> **Records provided**:
^^^^
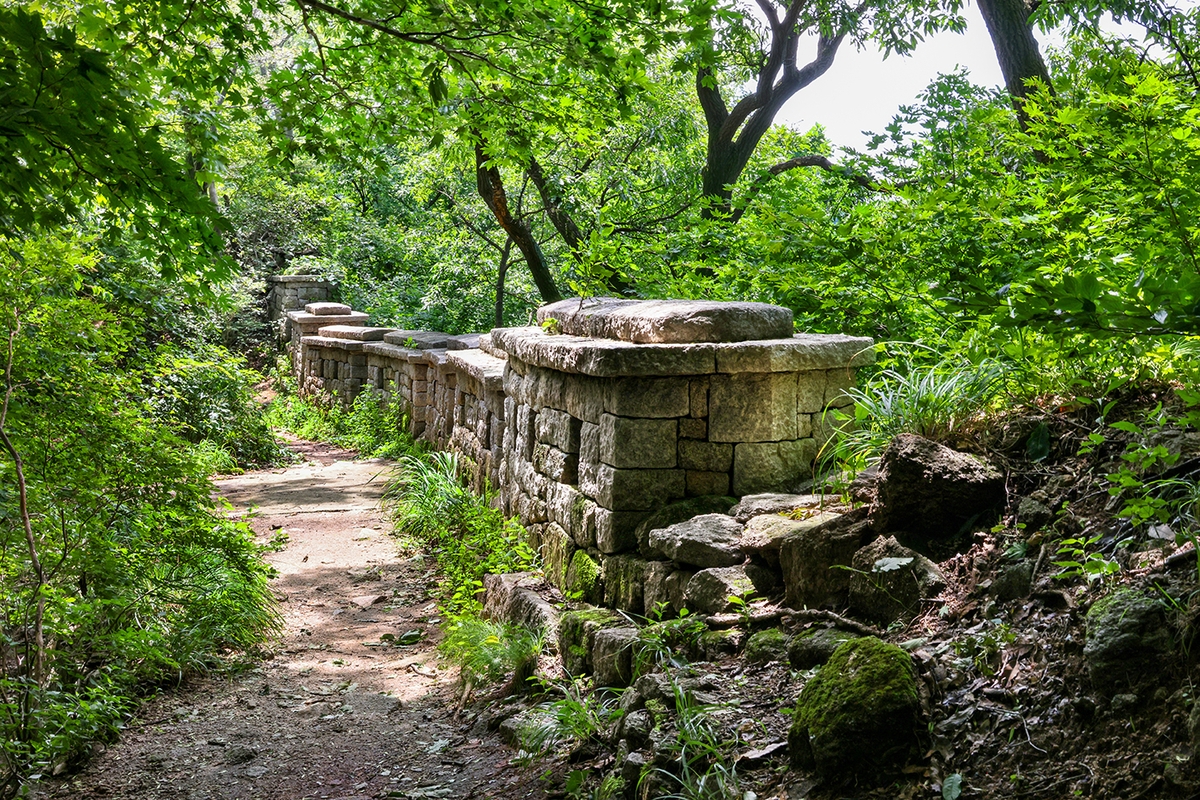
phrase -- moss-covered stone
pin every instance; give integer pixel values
(715, 644)
(678, 512)
(857, 716)
(814, 647)
(576, 636)
(1128, 641)
(766, 645)
(583, 578)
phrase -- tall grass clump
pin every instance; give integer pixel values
(931, 400)
(467, 535)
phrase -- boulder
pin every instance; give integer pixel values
(612, 656)
(931, 492)
(857, 717)
(1128, 642)
(709, 590)
(755, 505)
(888, 581)
(816, 645)
(763, 536)
(624, 578)
(766, 645)
(813, 560)
(678, 512)
(706, 541)
(576, 636)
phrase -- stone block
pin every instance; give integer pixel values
(559, 429)
(693, 428)
(697, 397)
(706, 541)
(707, 483)
(617, 530)
(757, 407)
(612, 656)
(555, 464)
(637, 489)
(623, 581)
(647, 397)
(810, 391)
(585, 397)
(557, 548)
(772, 465)
(706, 456)
(637, 444)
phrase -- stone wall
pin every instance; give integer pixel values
(604, 414)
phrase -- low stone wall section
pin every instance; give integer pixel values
(604, 414)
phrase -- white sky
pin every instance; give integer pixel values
(862, 91)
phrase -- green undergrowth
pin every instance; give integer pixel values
(371, 426)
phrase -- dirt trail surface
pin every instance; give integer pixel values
(342, 709)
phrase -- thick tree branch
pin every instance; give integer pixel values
(491, 188)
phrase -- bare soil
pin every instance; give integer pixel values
(340, 708)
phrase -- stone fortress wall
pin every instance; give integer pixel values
(601, 415)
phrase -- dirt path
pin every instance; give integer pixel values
(339, 711)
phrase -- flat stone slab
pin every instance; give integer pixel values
(297, 278)
(349, 346)
(486, 368)
(609, 358)
(418, 340)
(669, 322)
(328, 308)
(355, 332)
(311, 322)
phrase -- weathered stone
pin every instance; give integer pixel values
(766, 645)
(558, 429)
(709, 590)
(706, 456)
(678, 512)
(763, 536)
(751, 408)
(617, 530)
(772, 465)
(637, 489)
(801, 353)
(707, 483)
(1013, 582)
(531, 611)
(624, 577)
(576, 636)
(1128, 642)
(857, 717)
(637, 444)
(888, 581)
(498, 590)
(814, 559)
(754, 505)
(930, 492)
(557, 548)
(693, 428)
(669, 320)
(327, 310)
(706, 541)
(647, 397)
(814, 647)
(612, 656)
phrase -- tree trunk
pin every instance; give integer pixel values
(491, 188)
(499, 281)
(1017, 50)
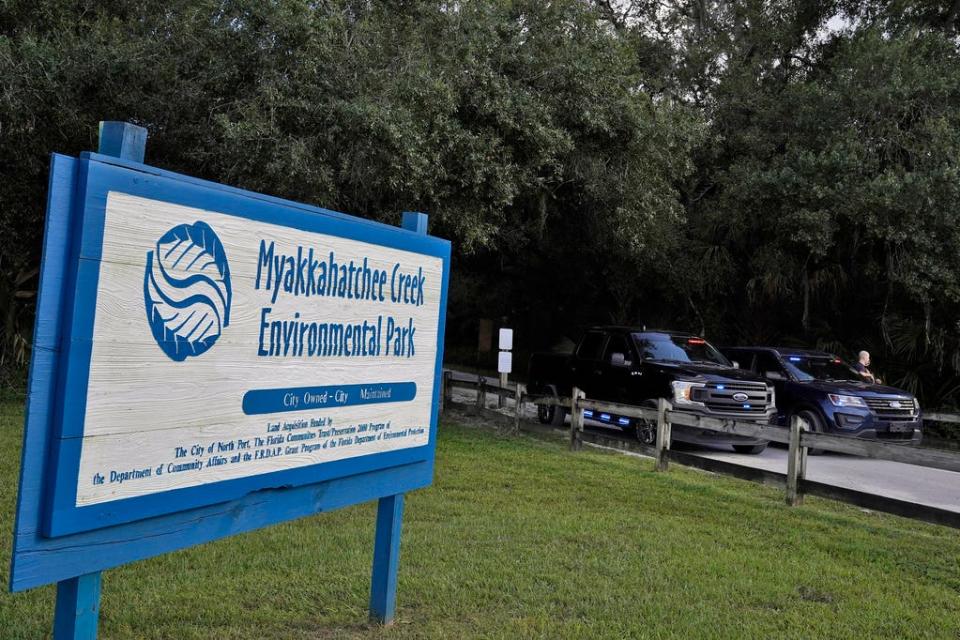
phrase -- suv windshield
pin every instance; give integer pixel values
(666, 348)
(804, 369)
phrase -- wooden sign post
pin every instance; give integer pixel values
(208, 361)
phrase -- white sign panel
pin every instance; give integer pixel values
(225, 347)
(506, 339)
(505, 362)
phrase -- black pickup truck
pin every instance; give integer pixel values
(634, 366)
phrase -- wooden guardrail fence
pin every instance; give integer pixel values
(798, 437)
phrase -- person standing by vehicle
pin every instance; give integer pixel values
(863, 367)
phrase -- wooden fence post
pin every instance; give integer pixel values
(444, 385)
(796, 462)
(518, 409)
(576, 420)
(481, 393)
(663, 435)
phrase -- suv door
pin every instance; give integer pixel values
(767, 362)
(586, 368)
(615, 377)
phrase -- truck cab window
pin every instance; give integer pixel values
(767, 362)
(591, 347)
(617, 344)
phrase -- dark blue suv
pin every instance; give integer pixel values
(831, 396)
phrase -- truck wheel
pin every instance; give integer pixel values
(752, 449)
(551, 414)
(816, 426)
(646, 430)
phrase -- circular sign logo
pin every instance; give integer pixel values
(186, 288)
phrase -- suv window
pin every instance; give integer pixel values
(766, 361)
(617, 344)
(591, 346)
(743, 357)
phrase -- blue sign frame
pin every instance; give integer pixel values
(54, 540)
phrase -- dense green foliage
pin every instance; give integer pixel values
(780, 171)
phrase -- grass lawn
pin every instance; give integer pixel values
(519, 538)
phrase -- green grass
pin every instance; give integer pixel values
(519, 538)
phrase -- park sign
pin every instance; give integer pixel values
(209, 360)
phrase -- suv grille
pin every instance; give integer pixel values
(887, 408)
(719, 397)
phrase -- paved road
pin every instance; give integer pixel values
(921, 485)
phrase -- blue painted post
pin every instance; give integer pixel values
(386, 543)
(386, 559)
(123, 140)
(78, 599)
(78, 608)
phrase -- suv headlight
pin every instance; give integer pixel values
(847, 401)
(683, 392)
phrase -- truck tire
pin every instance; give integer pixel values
(752, 449)
(816, 426)
(551, 414)
(646, 430)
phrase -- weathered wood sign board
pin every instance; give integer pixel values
(209, 360)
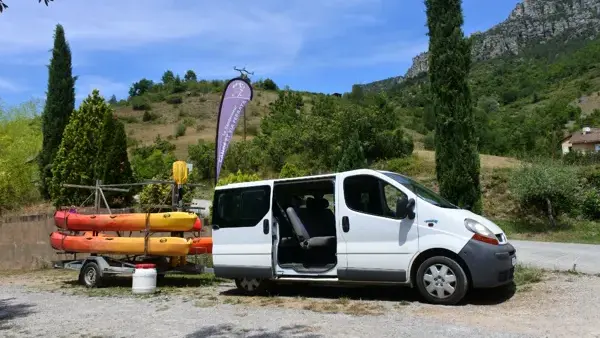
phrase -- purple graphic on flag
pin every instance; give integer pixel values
(237, 94)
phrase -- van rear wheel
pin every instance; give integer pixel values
(441, 280)
(251, 286)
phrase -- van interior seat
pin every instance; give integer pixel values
(306, 240)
^^^^
> **Goal of the exercise**:
Search the listing above for "green" and copy every line that has it.

> **Output of the exercise**:
phrase -- green undergrowth
phrase -- dense green foliage
phrase -- green grass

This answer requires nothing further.